§ **Set task**
Update the lines starting with the line that contains "if any fingernail" and going on through the line that contains "[454,459,541,539]", changing "adult" to "grown-up" and leaving everything else as it is. Return only those lines.

§ **Extracted entries**
────────────────────────────────────────

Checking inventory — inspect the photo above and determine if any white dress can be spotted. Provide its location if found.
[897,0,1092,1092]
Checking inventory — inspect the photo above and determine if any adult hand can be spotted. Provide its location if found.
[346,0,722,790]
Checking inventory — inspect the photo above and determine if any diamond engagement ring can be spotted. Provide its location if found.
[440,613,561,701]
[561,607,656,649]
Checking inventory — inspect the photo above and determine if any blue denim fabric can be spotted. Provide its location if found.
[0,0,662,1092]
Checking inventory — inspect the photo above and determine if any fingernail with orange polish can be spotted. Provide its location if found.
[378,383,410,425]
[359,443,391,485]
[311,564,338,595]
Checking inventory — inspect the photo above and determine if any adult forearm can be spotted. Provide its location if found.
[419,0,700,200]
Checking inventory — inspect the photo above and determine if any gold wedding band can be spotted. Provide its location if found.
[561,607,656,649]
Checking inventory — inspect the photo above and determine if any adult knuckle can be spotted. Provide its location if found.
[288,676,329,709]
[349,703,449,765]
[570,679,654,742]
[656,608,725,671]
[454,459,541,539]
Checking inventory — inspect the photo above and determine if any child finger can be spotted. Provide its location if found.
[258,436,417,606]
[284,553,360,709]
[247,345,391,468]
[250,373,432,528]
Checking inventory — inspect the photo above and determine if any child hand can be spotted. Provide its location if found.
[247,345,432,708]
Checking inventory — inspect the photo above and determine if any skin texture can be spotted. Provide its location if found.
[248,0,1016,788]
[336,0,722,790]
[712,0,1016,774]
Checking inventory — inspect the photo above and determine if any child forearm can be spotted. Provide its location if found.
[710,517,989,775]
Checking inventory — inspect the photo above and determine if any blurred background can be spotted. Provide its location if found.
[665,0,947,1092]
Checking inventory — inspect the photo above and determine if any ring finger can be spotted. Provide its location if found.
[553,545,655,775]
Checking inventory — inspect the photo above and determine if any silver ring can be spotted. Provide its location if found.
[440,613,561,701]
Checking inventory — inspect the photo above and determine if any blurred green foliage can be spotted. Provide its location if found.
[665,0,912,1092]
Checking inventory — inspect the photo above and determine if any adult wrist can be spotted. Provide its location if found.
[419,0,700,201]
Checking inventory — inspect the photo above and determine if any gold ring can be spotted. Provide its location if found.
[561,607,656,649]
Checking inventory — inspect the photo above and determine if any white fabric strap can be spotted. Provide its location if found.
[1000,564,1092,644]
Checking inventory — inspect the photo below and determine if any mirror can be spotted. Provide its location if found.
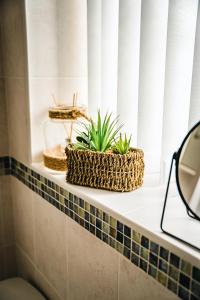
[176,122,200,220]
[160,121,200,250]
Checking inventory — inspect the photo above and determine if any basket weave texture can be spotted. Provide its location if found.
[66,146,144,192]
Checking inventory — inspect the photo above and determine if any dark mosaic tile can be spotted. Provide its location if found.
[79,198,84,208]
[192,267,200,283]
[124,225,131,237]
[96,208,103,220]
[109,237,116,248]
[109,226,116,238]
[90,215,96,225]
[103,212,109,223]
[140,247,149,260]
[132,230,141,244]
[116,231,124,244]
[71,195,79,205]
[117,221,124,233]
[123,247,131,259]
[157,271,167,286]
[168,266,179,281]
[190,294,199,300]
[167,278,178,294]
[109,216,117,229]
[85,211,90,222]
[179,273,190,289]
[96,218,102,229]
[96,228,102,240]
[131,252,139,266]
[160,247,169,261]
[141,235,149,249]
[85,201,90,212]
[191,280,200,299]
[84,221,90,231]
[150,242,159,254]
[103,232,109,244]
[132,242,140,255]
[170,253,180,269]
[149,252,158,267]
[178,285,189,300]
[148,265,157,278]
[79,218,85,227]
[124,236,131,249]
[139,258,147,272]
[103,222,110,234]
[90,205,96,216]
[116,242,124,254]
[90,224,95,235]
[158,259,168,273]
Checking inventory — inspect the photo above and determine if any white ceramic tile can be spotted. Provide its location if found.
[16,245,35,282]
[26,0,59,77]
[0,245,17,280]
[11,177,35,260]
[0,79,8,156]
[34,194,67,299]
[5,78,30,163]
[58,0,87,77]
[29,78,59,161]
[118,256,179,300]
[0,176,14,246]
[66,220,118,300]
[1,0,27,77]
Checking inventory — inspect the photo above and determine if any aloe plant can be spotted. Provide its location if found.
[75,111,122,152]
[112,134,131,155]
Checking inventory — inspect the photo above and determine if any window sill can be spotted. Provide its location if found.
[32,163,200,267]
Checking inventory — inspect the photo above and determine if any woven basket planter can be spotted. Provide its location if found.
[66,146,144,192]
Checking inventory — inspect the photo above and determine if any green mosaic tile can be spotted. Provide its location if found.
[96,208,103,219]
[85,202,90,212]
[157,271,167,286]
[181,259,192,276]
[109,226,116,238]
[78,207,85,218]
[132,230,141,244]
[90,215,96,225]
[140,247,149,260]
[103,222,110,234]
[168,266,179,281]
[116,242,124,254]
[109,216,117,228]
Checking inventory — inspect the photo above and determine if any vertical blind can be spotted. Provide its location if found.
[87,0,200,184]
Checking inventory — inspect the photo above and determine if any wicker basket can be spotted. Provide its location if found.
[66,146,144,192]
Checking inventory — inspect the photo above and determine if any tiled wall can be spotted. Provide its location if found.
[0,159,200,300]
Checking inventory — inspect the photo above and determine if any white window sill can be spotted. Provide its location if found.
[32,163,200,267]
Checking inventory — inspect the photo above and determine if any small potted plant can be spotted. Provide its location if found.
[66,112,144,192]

────────────────────────────────────────

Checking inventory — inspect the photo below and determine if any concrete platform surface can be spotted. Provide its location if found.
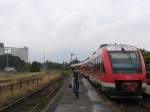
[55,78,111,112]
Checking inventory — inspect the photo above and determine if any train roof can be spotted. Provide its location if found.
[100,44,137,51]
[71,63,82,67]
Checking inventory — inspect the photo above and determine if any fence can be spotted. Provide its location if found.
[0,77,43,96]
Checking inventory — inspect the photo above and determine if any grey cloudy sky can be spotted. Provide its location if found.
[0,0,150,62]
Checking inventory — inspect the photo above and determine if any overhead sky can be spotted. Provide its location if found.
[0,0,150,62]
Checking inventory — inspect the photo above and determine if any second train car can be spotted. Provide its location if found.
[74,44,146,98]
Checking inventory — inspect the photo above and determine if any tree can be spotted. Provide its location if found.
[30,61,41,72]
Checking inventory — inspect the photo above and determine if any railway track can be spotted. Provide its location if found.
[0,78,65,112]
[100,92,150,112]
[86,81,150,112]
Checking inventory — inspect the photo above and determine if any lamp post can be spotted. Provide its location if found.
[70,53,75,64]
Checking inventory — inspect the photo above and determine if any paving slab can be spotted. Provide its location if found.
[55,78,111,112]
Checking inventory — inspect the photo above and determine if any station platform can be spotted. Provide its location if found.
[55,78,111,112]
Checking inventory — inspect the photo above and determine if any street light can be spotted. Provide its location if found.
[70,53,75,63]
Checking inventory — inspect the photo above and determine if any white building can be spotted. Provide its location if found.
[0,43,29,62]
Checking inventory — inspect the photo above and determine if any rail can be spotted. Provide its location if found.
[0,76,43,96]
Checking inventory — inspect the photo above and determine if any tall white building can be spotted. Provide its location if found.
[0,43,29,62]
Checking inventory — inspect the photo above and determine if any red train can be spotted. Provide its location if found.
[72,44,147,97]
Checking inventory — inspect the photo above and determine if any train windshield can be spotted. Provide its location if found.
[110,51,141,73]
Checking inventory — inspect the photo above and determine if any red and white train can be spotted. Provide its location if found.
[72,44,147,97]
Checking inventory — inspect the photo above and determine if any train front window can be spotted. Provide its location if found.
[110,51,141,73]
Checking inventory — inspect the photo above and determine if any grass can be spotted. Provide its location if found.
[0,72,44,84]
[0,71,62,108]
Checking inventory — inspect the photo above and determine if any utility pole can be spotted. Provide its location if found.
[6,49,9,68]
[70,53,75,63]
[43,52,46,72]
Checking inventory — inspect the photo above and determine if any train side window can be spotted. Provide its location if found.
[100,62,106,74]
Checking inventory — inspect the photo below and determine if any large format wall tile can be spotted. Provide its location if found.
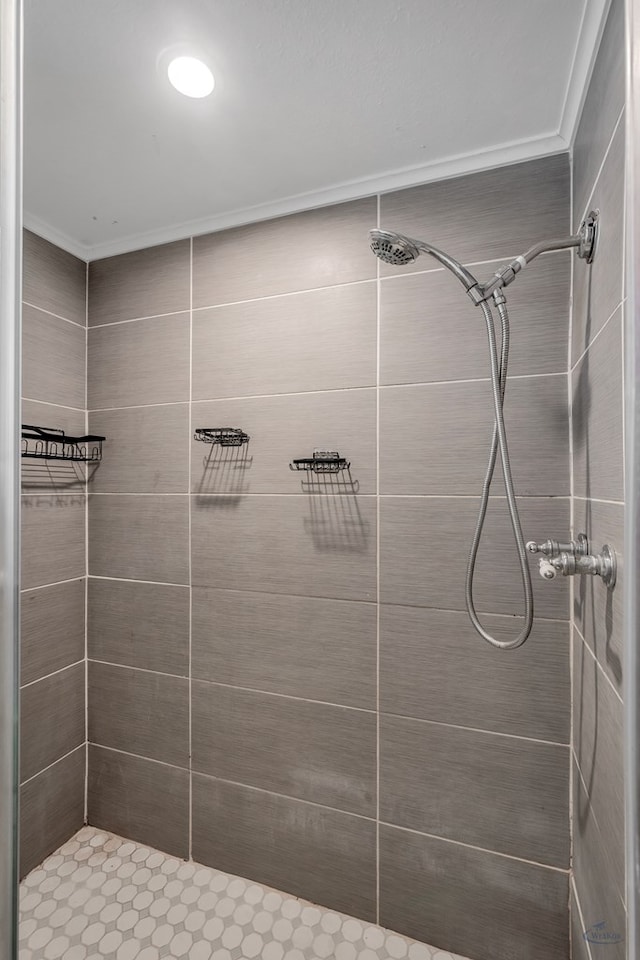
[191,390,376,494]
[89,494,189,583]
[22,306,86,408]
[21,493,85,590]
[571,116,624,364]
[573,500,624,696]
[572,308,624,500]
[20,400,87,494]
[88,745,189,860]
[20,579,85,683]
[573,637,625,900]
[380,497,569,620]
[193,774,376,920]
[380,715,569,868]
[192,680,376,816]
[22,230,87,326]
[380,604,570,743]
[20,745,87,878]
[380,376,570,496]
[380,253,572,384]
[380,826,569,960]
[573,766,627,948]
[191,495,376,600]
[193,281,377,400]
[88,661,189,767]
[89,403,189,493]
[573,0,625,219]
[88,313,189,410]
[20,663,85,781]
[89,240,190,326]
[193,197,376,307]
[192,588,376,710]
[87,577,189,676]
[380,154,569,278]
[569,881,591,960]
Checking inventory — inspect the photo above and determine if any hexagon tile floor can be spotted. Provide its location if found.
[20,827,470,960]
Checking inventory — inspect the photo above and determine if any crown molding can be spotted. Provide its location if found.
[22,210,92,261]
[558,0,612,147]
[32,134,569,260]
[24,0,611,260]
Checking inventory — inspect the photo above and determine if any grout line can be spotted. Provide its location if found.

────────────────────────────────────────

§ **Problem solution**
Checking inventory — inspect the photo above and determine if any fingernail with orange polish can be spotted. Provide its location if found.
[378,383,410,425]
[359,443,391,485]
[311,564,338,595]
Checking inventory — inspect the photo above and determine if any grown-up forearm can be spotted. Provide its location if found.
[419,0,700,200]
Checking inventory — inspect the photo above and determine if any gold wedding band can be spotted. Provide its location if found.
[561,607,656,649]
Checking inventory — inspect the photo above and determine if any grown-up knuckle can be spotted. Provide its location if found.
[288,676,329,709]
[349,703,449,765]
[570,679,654,742]
[656,608,725,671]
[454,459,541,539]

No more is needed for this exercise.